Task brief: In the forum thread below, what channel number does the HIFI channel have in the Ottawa region?

Extract provided:
++++++++++
I really like Kim on Q. He told some really great stories. He spoke of asking Lindsey Buckingham to play an intro to one of their songs on air. LB refused but Kim couldn't help himself. They had an acoustic right their, the listeners would love to hear it. Apparently LB just glared at Kim the whole while that he was playing. Oops! LOL


----------



## SG-Rocker (Dec 30, 2007)

Kim's an outstanding musician. His work with Max Webster is divine and he was essentially the soundtrack to Canadian summer parties throughout the 80s. I defy any doubters to listen to _Beyond the Moon_ by Max Webster off the Mutiny Up My Sleeve album..... a true slice of prog-rock virtuosity.


----------



## Mooh (Mar 7, 2007)

I've got some episodes on the PVR at the moment but I may have already seen them. It's almost the only guitar program on TV, and kind of light on information, though the video is decent quality. Mitchell is good.


----------



## mhammer (Nov 30, 2007)

CMT used to be a sort of guitar channel, with plenty of axes to drool over. As it went the way that Muchmusic did, reducing the music content in favour of sitcom reruns and the like, guitars were replaced by guys with stubble and big hats.

Mitchell's show had LOTS of loving closeups of LOTS of guitars, including plenty of off-the-beaten-path items, like Wandre guitars and the like. The Godin profile gave an in-depth look at many of the stages of instrument production. Not mentioned, of course, was the way that their production conveniently straddles Quebec/Vermont borders to take advantage of "Made in..." laws. But then, the show is as apolitical as one can get, and showcases people and guitars, so that's understandable.

Listings are undoubtedly different in different locales. In the Ottawa region, the HIFI channel is channel 538.


----------



## butterknucket (Feb 5, 2006)

I don't think it ran for that long. I seem to recall episodes with Keith Scott and Colin Cripps.


----------



## Fred Gifford (Sep 2, 2019)
++++++++++
(Entries from a pointing dataset)

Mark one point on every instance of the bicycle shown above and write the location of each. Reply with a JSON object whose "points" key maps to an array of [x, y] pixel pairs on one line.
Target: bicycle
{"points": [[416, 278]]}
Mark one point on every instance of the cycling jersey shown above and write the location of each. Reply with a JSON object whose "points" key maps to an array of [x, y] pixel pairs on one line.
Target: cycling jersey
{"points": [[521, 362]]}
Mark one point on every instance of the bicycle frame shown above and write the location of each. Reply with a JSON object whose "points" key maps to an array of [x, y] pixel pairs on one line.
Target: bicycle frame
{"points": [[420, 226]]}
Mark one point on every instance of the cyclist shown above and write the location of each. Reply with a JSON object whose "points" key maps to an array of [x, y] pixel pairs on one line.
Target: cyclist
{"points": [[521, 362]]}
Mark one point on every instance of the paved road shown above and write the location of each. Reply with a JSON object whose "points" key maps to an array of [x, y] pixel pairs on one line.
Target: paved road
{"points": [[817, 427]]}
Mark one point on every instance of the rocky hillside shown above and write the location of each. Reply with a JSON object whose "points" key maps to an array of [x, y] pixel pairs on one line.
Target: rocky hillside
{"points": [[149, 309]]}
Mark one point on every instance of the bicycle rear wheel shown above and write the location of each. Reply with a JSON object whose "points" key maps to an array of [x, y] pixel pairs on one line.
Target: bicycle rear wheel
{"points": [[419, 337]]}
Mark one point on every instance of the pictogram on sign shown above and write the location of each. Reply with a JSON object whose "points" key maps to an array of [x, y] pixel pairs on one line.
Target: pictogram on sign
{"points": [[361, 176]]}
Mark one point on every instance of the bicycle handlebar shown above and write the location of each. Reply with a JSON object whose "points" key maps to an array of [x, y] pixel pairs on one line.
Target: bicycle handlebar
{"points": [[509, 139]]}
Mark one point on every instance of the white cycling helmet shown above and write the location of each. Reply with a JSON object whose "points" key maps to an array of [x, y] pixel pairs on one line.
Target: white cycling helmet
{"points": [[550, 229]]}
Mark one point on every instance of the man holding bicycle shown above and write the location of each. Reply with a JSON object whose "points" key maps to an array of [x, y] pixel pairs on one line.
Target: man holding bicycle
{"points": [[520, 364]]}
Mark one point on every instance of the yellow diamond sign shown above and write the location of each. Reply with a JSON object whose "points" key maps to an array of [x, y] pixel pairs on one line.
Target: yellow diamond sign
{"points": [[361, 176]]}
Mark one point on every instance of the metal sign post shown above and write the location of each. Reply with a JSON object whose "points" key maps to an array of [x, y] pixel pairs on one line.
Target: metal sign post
++++++++++
Solved problem: Channel 538.